== The task ==
The line containing "positive clicks: (163, 208)" marks the end: restate word for word every line from the first line of the entries below through that one.

=======

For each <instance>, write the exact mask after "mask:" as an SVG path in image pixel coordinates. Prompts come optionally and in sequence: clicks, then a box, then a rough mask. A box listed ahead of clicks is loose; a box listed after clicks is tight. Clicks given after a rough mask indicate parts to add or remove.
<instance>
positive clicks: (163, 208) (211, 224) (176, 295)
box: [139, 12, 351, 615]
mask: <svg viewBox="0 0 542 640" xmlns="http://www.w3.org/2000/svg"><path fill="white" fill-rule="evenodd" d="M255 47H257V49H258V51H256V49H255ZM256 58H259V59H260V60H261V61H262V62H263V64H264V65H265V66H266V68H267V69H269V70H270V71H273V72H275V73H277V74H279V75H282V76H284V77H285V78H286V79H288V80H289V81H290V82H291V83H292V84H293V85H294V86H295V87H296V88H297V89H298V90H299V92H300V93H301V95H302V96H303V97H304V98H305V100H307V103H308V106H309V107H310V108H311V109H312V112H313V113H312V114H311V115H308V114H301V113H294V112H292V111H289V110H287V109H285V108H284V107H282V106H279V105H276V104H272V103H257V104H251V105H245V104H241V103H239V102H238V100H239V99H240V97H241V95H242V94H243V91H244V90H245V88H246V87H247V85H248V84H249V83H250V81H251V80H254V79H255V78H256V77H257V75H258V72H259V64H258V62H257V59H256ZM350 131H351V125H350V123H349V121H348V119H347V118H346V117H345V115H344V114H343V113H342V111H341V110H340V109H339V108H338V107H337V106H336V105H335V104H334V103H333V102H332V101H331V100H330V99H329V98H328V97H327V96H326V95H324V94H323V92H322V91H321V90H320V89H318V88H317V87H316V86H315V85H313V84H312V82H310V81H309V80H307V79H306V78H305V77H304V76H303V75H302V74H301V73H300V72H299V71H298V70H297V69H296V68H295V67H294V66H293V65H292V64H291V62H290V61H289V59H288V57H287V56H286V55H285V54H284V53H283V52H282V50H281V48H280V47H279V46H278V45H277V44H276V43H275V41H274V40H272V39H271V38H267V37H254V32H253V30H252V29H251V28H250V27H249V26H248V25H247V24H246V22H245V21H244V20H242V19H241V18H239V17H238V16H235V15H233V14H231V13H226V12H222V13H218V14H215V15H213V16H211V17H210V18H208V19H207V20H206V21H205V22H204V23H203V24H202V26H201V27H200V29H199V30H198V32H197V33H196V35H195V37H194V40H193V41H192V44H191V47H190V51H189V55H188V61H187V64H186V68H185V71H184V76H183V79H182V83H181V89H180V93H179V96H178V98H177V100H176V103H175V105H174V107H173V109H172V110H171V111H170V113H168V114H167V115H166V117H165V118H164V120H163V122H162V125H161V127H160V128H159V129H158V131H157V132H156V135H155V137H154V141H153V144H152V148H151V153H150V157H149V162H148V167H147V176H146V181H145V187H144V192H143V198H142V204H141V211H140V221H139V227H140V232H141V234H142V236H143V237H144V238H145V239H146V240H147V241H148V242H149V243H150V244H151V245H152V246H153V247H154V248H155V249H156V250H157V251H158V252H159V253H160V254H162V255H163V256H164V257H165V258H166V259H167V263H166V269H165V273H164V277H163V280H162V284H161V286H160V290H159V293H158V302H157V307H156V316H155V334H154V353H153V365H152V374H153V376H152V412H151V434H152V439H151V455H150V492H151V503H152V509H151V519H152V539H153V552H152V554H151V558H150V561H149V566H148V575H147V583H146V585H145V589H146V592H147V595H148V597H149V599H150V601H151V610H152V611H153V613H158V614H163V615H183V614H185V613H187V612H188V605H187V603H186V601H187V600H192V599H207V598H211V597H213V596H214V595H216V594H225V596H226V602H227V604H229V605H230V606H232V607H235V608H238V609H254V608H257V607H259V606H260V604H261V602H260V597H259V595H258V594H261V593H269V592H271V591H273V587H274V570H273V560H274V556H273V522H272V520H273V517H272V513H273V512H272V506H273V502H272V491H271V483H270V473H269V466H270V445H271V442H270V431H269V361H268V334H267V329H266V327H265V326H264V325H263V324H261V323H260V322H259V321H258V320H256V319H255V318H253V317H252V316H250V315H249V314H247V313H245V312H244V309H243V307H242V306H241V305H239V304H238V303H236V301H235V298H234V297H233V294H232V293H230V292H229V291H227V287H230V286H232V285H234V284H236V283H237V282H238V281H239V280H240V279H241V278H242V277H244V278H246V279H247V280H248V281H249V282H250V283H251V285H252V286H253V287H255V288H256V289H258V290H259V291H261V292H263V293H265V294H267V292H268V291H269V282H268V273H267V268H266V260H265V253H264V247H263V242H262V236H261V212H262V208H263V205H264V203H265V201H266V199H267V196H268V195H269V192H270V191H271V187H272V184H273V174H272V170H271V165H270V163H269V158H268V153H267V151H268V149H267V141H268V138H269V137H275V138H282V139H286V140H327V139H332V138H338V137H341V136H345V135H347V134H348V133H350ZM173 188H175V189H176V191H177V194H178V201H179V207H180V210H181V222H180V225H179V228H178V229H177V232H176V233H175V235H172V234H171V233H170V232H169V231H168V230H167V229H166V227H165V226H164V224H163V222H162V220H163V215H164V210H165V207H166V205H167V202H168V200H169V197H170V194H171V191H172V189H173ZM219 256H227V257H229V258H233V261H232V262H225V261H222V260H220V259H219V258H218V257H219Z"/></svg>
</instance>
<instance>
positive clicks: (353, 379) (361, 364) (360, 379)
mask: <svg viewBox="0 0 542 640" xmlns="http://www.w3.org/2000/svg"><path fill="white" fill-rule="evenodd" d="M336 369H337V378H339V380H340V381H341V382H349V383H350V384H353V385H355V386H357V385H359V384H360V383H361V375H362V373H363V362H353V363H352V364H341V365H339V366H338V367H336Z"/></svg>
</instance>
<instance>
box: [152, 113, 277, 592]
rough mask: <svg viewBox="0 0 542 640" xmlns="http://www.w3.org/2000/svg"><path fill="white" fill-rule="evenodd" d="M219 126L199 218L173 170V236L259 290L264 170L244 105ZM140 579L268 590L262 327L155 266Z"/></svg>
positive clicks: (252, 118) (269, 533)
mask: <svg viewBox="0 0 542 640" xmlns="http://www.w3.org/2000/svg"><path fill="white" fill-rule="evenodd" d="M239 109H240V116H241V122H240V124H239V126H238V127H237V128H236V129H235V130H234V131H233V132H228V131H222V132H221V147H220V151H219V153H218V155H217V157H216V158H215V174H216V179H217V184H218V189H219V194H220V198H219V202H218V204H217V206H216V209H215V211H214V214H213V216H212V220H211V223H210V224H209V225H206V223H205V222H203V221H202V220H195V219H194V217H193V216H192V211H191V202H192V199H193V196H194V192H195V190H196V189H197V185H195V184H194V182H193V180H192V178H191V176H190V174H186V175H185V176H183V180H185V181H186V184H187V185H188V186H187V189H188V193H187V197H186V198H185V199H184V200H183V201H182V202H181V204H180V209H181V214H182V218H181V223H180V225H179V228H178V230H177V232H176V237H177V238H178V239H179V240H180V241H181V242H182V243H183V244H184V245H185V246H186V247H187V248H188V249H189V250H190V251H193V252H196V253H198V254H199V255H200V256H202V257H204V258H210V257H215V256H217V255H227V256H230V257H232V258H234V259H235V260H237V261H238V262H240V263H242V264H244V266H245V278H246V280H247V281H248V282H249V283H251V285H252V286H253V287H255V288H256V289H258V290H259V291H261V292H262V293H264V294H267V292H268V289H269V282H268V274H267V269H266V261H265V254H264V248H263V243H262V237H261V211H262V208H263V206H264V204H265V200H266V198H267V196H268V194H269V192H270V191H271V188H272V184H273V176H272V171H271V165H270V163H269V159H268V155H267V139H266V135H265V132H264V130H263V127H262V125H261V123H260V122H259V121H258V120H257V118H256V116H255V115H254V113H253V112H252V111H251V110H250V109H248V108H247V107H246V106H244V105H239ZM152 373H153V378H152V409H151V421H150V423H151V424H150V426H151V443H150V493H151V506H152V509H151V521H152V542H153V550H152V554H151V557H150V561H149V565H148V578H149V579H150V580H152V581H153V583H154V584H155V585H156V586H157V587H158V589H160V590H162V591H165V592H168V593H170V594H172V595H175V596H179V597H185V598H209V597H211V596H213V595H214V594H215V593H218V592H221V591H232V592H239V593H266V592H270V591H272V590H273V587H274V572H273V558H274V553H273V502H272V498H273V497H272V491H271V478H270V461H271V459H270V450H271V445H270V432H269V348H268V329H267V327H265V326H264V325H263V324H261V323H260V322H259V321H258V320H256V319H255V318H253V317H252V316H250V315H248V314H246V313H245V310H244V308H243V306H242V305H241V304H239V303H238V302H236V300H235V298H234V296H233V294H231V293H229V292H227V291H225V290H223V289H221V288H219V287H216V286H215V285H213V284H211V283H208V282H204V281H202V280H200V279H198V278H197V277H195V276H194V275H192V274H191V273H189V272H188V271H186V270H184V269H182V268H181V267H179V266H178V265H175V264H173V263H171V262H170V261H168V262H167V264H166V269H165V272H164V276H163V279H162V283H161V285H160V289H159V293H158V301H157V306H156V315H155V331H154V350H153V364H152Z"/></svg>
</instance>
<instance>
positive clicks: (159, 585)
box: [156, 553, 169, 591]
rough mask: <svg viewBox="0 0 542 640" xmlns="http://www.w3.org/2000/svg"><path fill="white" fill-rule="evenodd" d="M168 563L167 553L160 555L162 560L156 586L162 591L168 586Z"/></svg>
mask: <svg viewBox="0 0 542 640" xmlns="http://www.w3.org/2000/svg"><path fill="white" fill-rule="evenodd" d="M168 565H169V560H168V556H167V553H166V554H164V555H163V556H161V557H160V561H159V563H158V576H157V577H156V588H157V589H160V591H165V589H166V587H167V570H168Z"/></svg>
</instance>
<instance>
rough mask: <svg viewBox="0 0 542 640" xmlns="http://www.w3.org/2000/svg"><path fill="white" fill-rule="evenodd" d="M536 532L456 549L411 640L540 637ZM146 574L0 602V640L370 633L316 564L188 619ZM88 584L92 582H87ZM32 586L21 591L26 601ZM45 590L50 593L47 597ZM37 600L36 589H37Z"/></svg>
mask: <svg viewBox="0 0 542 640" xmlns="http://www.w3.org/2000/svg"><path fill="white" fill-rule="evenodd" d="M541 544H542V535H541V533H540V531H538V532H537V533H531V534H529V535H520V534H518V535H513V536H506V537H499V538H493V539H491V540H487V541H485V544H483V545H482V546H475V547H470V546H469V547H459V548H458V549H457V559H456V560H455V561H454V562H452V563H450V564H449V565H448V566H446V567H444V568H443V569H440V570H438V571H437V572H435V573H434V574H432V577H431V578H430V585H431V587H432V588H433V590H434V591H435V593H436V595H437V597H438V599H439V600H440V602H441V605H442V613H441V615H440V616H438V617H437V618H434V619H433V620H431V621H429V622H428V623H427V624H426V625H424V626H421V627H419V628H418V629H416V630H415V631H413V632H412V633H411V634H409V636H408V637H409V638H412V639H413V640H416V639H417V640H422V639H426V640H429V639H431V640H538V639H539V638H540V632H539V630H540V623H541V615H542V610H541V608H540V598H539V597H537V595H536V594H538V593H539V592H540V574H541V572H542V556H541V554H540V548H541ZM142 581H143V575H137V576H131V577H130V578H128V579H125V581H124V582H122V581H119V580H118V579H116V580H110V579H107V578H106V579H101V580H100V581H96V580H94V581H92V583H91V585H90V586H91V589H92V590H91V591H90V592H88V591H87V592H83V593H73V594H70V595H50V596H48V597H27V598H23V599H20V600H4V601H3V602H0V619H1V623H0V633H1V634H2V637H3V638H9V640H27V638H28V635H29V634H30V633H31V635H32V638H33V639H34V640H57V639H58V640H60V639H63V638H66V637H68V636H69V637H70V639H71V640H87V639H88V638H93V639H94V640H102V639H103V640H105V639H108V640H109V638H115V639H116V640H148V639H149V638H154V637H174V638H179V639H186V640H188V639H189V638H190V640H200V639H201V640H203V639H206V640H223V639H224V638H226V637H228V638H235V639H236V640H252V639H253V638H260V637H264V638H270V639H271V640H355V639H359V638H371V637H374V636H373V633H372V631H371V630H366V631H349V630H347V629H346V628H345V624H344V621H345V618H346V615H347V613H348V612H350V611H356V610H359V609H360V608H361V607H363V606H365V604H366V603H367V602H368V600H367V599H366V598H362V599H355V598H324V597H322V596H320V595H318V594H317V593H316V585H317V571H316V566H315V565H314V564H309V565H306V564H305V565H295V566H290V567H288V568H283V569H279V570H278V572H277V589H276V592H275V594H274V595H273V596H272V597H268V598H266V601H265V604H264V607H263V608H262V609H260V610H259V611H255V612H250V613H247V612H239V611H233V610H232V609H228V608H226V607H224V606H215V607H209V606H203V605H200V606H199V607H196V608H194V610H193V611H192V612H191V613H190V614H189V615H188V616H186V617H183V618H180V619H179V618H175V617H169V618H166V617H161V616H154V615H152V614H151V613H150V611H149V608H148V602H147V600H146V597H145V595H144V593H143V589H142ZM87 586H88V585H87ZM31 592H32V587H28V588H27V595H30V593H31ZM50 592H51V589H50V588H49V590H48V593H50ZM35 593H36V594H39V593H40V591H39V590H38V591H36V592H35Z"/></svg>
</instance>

=======

== Response to this exercise ==
For each <instance>, write the exact mask after "mask:" as an SVG path in image pixel coordinates. Prompts come optionally and in sequence: clicks, then a box, then a rough mask. A box listed ahead of clicks is loose; a box listed after clicks is tight. Clicks given after a rough mask indicate parts to add or remove.
<instance>
positive clicks: (163, 208) (211, 224) (176, 295)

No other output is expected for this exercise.